- Tasks to perform
[A] In the wood burner thread, how thick should the brick, block or paver be that MDFisherman suggests laying on the floor?
[B] Continue the wood burner thread from after its last sentence, keeping the voice of that final post.

====== Quoted passage

# First home, Huntsman wood burner questions and advice.



## Chevy Power (Oct 22, 2013)

I closed on my house almost a month ago and have been and still am very busy.  It is getting cooler here in northeast Ohio.  I took a lot of pictures, you can see the floor has hardibacker on it, which is a whole other story that I do not have a lot of back details on.  I can only make educated guesses, the woman was selling the house because her husband left her and I assume he tried to install tile on this fairly uneven floor.  Some leveling and a laminate in this section is in order for now.  

Now the reason I came here was to get a few ideas on what I have, and to post a lot of pictures to get some info and advice clearances and the quality of this wood burner.  I normally do this research before posting but time is slim and the cold is coming.  

 Here are a many pictures.  Thanks to all who help,   Matthew.





This had a lot of ashes in it I cleaned it out and never took the partially charred log out.




I am a fitter/welder and it is hard to tell from this pic but it looks to be some poorly made stick welds




Front inside view




Looks to be a small gap where you can see dust.  The outside and attic section look to be in great shape.  




Back right wall clearance




Height above floor




Back left wall clearance




Left side stove pipe clearance












Here you can sort of see how the right corner of the stove overhangs the entry way to the kitchen.  I am open to ideas and suggestions for finishing this area.  Maybe rip it out, or maybe it is okay finish the floor and enjoy the low gas bills.  




Thanks again!


----------



## EatenByLimestone (Oct 22, 2013)

A couple questions, what is under the hardibacker?

What is behind the stone?

Matt


----------



## 930dreamer (Oct 23, 2013)

If that's real  stone, it wouldn't be considered a combustible would it? The only issue may be the flooring? Congrats on being a home owner. This is a good read.

https://www.hearth.com/econtent/index.php/articles/wood_stove_clearances_installing_it_safely


----------



## EatenByLimestone (Oct 23, 2013)

The stone wouldn't, but if there is wood framing behind it, that would.  

Matt


----------



## MDFisherman (Oct 24, 2013)

Have you looked inside the flue yet?  I would give it a sweep for sure. 

The clearances are for sure tight.  The floor could be easily solved by laying down some type of  2"  thick brick/block/paver that extends past the stove.  You can always set them down dry for now and mortar them in after burning season.  Or use them temporarily until you find something you like and install in the spring.

For the wall clearances, they are too tight.  You need to pull it away from the wall. 

How close is the flue to the wall where it penetrates the ceiling?


----------



## Chevy Power (Oct 24, 2013)

Thanks to everyone for the help, I finally am moved in to the house.  Living out of boxes and figuring out how I managed to accumulate so many things.

============
====== Extracted entries

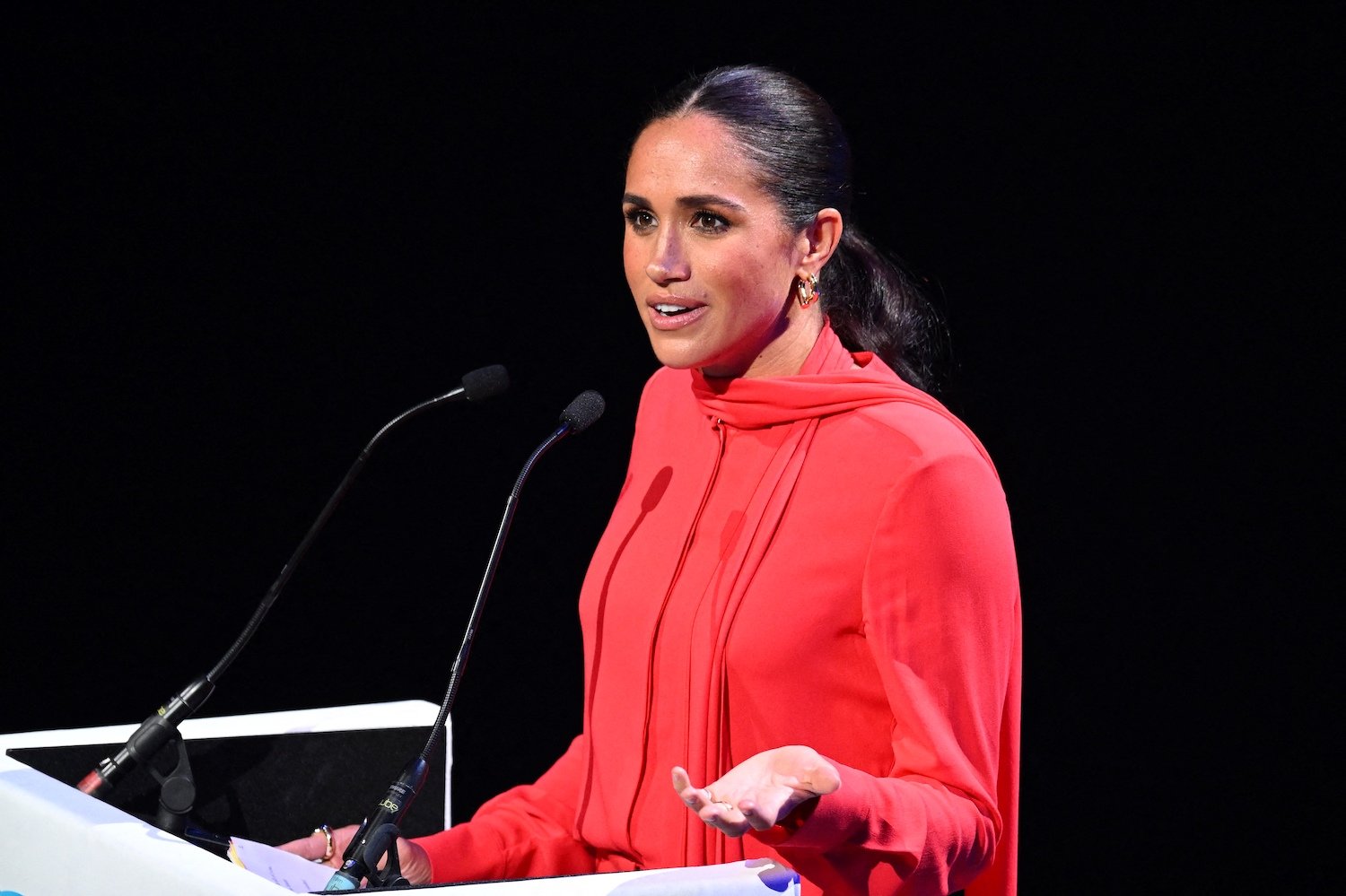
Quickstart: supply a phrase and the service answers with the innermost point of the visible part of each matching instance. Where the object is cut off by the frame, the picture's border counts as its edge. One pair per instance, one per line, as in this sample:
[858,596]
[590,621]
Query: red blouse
[823,560]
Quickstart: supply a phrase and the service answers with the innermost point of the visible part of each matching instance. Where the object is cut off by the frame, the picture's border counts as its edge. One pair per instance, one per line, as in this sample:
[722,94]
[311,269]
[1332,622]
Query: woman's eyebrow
[686,202]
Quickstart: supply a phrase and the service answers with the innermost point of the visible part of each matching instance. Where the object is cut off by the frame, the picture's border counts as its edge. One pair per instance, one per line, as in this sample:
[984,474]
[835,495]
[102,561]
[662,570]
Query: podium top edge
[401,713]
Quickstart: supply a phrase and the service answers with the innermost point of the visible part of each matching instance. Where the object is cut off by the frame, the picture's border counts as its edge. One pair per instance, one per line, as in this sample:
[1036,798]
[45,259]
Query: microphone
[162,726]
[377,833]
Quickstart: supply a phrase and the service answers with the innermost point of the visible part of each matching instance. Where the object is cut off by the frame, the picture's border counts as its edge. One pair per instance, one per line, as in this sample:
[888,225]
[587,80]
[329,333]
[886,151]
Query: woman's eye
[710,222]
[640,220]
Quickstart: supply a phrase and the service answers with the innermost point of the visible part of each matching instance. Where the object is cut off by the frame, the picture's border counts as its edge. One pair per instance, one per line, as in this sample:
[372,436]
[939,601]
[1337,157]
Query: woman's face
[708,257]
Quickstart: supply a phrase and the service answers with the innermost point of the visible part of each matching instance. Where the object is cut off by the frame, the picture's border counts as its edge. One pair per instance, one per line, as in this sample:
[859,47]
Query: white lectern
[57,841]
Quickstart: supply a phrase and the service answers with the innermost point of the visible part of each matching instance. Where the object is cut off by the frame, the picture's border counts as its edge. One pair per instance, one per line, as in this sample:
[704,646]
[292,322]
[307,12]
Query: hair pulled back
[802,159]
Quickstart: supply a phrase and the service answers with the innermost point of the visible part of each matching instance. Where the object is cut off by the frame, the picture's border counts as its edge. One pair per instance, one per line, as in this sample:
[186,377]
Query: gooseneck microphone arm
[377,834]
[162,726]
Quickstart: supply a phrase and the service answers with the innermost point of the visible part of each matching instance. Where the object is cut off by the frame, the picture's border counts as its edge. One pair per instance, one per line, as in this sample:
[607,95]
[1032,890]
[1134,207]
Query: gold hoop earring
[808,291]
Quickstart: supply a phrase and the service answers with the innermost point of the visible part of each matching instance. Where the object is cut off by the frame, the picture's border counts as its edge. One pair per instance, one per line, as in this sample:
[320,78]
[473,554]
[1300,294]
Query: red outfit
[821,560]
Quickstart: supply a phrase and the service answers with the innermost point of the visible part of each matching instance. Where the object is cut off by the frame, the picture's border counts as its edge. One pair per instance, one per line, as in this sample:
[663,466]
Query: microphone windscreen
[485,382]
[581,412]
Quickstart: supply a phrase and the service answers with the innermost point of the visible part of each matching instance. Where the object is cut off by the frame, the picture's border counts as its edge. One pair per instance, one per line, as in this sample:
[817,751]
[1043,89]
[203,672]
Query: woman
[805,607]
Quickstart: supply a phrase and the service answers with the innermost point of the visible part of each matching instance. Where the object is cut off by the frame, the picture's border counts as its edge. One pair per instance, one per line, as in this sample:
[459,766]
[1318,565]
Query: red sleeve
[941,613]
[525,831]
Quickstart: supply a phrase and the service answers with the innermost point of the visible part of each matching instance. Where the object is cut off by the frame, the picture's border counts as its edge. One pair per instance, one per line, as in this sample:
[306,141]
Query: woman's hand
[759,791]
[415,861]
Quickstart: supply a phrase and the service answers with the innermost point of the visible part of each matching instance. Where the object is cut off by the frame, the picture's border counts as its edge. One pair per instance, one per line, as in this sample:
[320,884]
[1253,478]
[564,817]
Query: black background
[241,242]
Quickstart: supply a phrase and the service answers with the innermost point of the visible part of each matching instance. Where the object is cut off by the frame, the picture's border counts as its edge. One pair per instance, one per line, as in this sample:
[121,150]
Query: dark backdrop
[242,242]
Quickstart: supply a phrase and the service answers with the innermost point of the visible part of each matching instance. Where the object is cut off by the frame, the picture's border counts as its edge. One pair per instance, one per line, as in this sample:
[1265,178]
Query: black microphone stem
[377,833]
[162,726]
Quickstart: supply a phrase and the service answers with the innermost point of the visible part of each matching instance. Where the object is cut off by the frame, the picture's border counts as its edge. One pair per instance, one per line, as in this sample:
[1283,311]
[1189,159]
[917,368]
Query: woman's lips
[673,312]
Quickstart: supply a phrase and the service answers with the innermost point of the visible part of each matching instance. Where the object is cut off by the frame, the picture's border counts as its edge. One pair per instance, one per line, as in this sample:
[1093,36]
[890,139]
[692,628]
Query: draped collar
[831,381]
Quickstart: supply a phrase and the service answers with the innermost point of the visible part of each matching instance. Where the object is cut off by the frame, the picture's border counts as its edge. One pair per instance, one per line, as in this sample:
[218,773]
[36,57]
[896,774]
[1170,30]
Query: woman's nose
[668,263]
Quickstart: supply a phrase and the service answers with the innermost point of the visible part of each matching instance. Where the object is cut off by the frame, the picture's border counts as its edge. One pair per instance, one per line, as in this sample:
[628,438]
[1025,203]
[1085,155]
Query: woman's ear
[820,239]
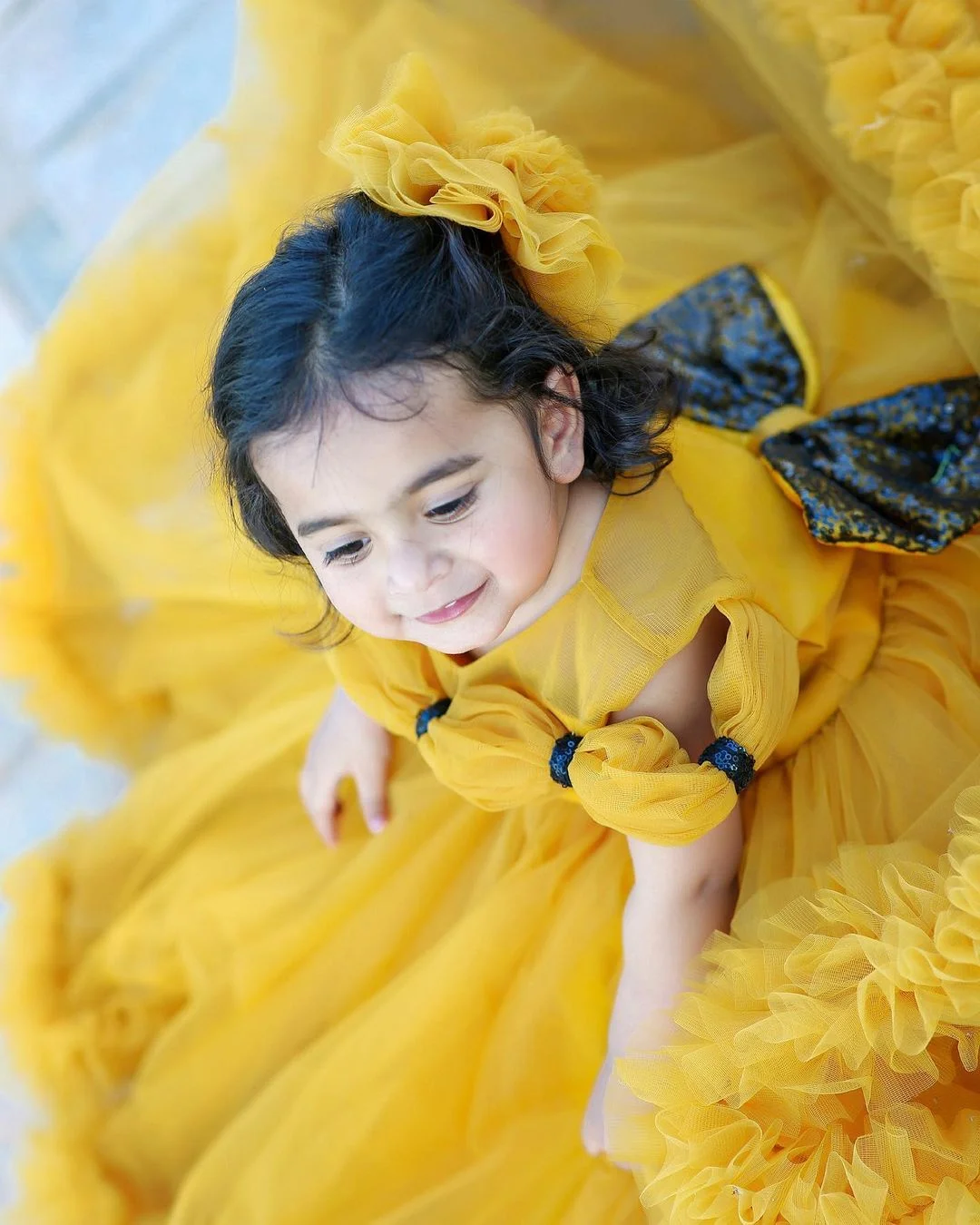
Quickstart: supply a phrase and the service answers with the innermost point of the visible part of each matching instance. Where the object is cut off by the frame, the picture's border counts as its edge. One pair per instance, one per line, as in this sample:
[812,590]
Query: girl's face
[426,517]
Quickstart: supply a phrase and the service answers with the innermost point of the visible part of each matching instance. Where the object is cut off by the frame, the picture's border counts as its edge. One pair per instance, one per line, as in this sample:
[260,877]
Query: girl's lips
[454,609]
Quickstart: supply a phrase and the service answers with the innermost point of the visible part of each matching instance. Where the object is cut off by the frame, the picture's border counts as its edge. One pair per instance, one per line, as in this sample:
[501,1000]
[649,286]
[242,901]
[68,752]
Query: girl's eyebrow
[437,472]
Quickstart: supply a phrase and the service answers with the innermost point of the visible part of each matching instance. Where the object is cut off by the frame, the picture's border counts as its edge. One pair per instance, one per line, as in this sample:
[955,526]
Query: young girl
[413,399]
[614,612]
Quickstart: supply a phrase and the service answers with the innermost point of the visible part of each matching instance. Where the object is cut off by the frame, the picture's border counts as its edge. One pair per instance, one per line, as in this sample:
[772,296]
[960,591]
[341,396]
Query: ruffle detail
[903,90]
[497,173]
[823,1078]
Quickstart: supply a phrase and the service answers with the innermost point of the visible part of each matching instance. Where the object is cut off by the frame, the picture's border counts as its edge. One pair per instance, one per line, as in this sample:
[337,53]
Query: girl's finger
[373,800]
[328,822]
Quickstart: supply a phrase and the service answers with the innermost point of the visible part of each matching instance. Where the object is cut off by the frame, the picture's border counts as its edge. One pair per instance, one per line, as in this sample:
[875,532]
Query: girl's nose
[414,569]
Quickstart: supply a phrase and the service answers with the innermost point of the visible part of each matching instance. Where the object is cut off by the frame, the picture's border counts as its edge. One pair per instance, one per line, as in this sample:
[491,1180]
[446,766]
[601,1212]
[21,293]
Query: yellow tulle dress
[231,1025]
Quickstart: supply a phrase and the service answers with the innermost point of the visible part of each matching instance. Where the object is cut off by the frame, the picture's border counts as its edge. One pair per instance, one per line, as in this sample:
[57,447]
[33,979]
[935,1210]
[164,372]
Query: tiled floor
[94,95]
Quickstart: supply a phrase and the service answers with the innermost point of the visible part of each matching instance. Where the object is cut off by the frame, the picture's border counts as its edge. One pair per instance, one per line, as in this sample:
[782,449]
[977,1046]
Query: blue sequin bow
[897,472]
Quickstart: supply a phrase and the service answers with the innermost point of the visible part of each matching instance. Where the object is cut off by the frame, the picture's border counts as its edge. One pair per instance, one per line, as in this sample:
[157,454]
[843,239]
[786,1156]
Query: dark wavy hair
[356,289]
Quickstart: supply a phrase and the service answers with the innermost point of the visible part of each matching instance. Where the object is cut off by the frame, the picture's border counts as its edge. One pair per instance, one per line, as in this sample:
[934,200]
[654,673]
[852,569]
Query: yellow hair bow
[497,173]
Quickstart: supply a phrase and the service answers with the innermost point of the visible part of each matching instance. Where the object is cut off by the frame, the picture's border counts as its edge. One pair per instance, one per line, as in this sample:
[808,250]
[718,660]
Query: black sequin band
[561,759]
[729,756]
[430,712]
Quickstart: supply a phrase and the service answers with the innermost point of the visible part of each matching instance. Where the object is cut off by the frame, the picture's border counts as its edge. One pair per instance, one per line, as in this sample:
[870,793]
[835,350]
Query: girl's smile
[426,514]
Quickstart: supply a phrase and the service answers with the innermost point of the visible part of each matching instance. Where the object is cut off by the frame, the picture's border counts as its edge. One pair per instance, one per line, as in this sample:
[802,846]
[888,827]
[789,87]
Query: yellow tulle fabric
[887,95]
[496,173]
[828,1070]
[230,1024]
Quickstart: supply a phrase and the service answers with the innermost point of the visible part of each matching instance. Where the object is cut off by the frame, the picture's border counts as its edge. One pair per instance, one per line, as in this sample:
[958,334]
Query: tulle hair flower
[497,173]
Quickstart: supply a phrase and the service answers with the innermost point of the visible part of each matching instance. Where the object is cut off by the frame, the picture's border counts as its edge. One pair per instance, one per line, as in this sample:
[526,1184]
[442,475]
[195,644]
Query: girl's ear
[561,426]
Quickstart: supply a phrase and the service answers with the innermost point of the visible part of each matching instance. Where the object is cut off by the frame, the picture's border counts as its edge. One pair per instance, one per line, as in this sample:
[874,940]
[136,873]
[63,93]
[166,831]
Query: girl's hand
[346,742]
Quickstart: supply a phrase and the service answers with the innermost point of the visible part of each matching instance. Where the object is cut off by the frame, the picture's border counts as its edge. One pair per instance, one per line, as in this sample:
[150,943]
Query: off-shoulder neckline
[619,494]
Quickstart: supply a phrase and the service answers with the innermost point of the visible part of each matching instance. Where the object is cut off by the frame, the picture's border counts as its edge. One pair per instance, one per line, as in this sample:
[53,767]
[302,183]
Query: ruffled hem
[830,1070]
[902,86]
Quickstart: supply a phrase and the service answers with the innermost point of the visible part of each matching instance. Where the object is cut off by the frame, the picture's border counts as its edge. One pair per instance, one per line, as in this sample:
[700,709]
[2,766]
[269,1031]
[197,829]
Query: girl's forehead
[389,431]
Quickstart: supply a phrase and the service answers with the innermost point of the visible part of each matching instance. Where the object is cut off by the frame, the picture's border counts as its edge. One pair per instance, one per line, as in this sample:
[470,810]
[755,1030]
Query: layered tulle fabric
[829,1064]
[886,95]
[230,1024]
[496,173]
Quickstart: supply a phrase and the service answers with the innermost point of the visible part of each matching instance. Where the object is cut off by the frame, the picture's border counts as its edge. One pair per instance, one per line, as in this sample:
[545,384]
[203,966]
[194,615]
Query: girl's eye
[346,553]
[450,511]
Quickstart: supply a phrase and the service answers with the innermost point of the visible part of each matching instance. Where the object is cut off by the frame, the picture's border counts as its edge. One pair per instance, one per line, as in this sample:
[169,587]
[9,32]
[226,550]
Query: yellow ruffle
[902,93]
[497,173]
[822,1071]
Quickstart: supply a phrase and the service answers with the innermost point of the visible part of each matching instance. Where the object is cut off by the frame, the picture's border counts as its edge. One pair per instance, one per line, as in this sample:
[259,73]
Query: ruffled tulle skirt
[230,1024]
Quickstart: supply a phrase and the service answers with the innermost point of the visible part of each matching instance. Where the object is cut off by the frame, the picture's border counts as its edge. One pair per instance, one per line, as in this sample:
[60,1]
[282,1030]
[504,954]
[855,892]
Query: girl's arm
[681,895]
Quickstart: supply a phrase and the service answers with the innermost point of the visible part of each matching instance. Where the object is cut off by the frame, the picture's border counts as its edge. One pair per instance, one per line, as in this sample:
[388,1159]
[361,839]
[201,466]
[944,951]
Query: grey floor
[94,97]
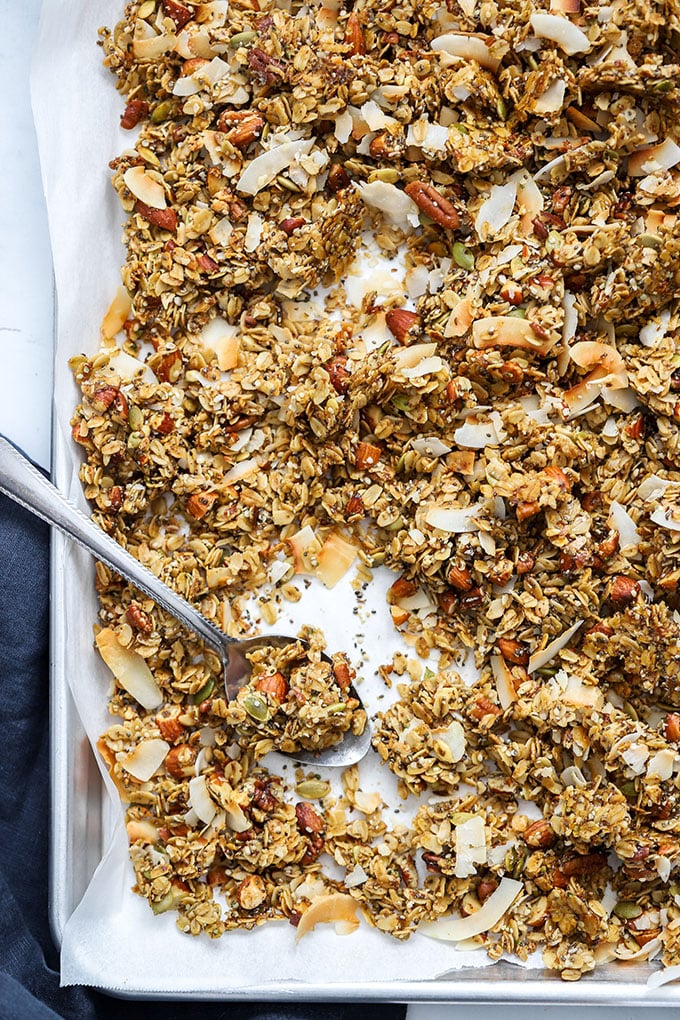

============

- Answers to the exercises
[A] About 2 inches thick.

[B]
I am unsure what is behind the wall, I can assume it is it like the rest of the house, 2x4 construction, near the bottom of the wall I can see mesh that was installed behind the stone.  I have not looked inside the flue.  It is a straight shot out, I will inspect it before I have a fire.  

This is what is under the Hardibacker.  Appears to be 1/4" plus 3/4" of tounge and groove pine. (idk what to call it, about 3 times older than I am flooring).




This is another picture, hard to read the tape from this.  Hardibacker was over this with only one screw in it, appears to be an old HVAC vent hole. 




This shows the old HVAC vent..




Using my tape to show the entry to the kitchen and how pulling it out will interfere.




Tile in living room, appears to be proper install.




Here is the base of the tile (basement step entry).




Right side of stove clearance




Left side




Left side plumb




The floor is very uneven under this section, the house was built in 1927, so some areas are unlevel, and this area appears to be one of the most uneven of all.  

Right now I want to have a nice floor to walk on instead of the hardibacker, but I want to do the floor right.  Mostly, (with the cold ohio winter coming up) I want to be able to burn wood without worrying about my house burning down.


----------



## begreen (Oct 25, 2013)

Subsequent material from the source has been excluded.